**Task objective:** Copy every line from the records below that carries the word "dark".

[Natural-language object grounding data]
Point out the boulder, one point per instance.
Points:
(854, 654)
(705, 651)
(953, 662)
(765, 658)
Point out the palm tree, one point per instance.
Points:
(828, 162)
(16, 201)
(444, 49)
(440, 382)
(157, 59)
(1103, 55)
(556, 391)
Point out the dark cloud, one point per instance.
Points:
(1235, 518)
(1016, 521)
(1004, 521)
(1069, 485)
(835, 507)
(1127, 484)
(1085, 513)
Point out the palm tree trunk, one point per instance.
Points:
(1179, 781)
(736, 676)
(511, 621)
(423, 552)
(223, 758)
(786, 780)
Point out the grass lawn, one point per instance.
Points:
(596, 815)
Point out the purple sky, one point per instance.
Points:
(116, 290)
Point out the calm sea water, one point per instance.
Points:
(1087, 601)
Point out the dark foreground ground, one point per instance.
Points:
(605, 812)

**Answer to the problem:**
Point out the dark cloud, one point per instance.
Point out the dark foreground ground, one point per instance.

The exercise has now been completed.